- **Stated task 1**: Copy everything from "Frank Gwynne Tudor" down to "leader in 1916." in the passage on Frank Gwynne Tudor.

- **Passage provided**:
Frank Gwynne Tudor (27 January 1866 - 10 January 1922), Australian Labor politician, was born in Melbourne, Victoria, the son of working-class immigrants from Wales. He had a primary education before going to work in a sawmill, then worked in a hat factory. In the 1880s and 1890s he travelled and worked in Britain and the United States, before returning to Melbourne.

Tudor became secretary of the Hatters' Union, and President of the Melbourne Trades Hall, a federation of trade unions. He was also active in the local Labor Party. At the first federal elections in 1901 he was elected to the House of Representatives for a Melbourne electorate. He was Minister for Trade and Customs in the three governments led by Andrew Fisher, in 1908-09, 1910-13 and 1914-15. He held the same position when Billy Hughes became Labor leader in 1916.

- **Available data**:
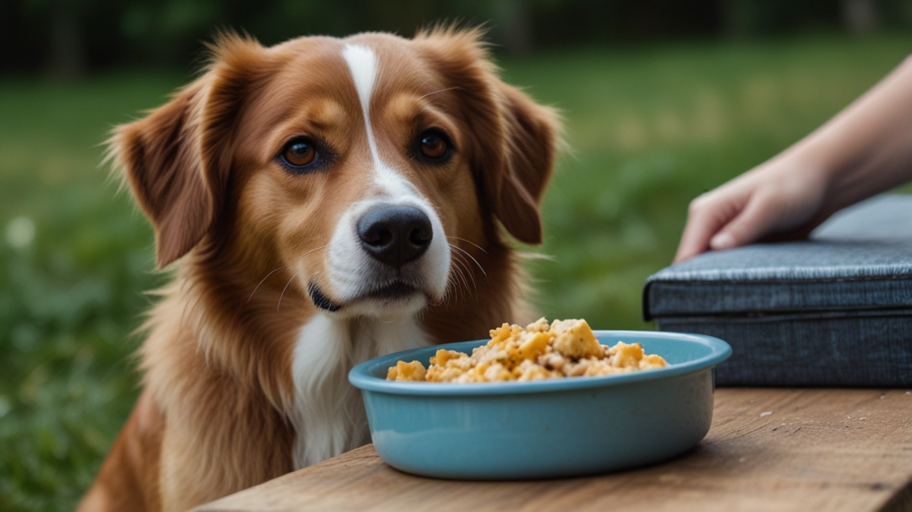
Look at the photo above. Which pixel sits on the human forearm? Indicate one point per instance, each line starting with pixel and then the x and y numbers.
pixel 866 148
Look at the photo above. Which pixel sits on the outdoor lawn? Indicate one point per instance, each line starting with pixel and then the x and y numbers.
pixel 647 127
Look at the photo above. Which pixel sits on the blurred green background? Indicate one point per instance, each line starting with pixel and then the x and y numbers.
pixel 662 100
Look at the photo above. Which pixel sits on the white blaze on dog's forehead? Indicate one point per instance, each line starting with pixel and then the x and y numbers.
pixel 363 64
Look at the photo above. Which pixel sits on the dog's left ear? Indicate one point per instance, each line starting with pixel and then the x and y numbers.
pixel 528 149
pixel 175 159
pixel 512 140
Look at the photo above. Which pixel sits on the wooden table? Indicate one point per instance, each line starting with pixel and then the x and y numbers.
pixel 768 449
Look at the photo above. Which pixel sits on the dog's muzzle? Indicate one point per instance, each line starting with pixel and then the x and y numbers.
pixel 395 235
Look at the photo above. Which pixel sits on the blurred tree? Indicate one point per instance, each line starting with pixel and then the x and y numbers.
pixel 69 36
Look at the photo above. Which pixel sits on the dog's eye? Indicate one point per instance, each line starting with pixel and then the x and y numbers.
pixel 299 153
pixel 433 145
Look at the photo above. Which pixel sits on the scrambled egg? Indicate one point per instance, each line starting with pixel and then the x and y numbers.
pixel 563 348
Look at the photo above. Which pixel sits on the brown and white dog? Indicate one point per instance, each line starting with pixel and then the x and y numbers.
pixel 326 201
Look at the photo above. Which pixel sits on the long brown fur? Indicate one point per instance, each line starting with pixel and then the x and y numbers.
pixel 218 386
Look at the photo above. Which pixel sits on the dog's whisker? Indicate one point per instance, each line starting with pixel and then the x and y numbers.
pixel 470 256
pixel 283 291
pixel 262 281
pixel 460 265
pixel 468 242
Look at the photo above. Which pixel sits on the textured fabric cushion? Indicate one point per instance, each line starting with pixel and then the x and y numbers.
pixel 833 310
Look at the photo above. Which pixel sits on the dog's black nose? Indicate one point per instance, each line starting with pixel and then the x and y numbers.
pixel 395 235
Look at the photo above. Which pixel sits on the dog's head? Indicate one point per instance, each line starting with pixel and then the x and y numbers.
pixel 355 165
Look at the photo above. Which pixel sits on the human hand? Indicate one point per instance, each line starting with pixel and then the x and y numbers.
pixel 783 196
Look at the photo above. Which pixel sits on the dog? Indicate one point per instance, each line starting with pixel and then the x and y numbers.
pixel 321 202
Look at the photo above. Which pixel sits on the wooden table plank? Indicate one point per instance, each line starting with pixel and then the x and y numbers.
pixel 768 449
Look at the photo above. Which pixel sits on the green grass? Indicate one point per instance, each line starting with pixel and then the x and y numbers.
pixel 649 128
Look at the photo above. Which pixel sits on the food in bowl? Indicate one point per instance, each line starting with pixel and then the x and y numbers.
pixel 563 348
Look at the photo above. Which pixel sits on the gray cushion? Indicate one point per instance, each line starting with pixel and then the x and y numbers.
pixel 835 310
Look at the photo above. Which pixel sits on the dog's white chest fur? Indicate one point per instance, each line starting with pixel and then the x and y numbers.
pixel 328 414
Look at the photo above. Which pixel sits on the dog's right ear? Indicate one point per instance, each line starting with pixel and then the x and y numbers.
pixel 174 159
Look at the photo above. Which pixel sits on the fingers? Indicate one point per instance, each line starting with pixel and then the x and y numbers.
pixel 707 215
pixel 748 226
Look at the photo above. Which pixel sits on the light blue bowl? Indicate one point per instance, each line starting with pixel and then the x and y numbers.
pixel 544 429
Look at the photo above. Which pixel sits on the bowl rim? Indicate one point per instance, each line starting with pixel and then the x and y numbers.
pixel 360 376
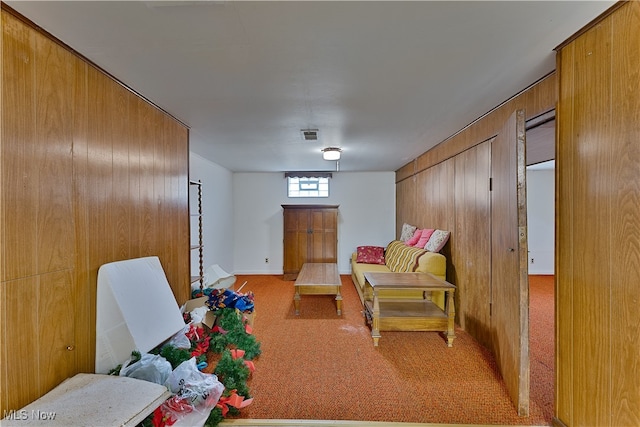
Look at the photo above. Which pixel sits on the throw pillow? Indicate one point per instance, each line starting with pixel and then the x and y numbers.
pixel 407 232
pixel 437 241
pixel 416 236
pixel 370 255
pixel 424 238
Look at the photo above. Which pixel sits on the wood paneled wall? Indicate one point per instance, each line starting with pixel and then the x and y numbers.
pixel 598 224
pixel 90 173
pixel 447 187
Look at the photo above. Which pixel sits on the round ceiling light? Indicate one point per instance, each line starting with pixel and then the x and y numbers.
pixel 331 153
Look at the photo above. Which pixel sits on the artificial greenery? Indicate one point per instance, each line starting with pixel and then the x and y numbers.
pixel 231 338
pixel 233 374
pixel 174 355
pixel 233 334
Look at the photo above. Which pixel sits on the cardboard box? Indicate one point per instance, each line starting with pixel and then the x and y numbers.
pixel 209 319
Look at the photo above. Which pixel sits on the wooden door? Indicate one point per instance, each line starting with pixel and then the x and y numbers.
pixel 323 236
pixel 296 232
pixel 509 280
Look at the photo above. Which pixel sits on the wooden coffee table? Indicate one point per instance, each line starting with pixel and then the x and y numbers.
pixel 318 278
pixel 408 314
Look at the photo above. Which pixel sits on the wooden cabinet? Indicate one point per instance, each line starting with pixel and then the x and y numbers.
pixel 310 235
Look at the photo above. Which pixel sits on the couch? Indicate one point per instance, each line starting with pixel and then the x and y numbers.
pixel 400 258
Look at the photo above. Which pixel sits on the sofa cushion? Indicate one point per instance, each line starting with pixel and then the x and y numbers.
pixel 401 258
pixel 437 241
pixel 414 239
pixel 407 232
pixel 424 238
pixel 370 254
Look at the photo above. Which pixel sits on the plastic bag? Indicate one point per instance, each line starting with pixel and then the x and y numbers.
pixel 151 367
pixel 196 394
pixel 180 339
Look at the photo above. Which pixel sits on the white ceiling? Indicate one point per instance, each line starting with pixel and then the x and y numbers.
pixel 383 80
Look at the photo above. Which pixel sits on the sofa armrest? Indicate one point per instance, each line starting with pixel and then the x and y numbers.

- **Stated task 2**: Rewrite everything in the entries from the line containing "the white ceiling?" down to the end of the entries, replacing "sofa armrest" with "couch armrest" and leaving all else unchanged.

- **Written response 1**:
Frank Gwynne Tudor (27 January 1866 - 10 January 1922), Australian Labor politician, was born in Melbourne, Victoria, the son of working-class immigrants from Wales. He had a primary education before going to work in a sawmill, then worked in a hat factory. In the 1880s and 1890s he travelled and worked in Britain and the United States, before returning to Melbourne.

Tudor became secretary of the Hatters' Union, and President of the Melbourne Trades Hall, a federation of trade unions. He was also active in the local Labor Party. At the first federal elections in 1901 he was elected to the House of Representatives for a Melbourne electorate. He was Minister for Trade and Customs in the three governments led by Andrew Fisher, in 1908-09, 1910-13 and 1914-15. He held the same position when Billy Hughes became Labor leader in 1916.

- **Written response 2**:
Look at the photo above. Which pixel sits on the white ceiling? Indicate one point per instance, each line starting with pixel and then the x and y numbers.
pixel 383 80
Look at the photo above. Which pixel sits on the couch armrest? Indicate one point per instance, each line starting with pixel and then the x and y numbers.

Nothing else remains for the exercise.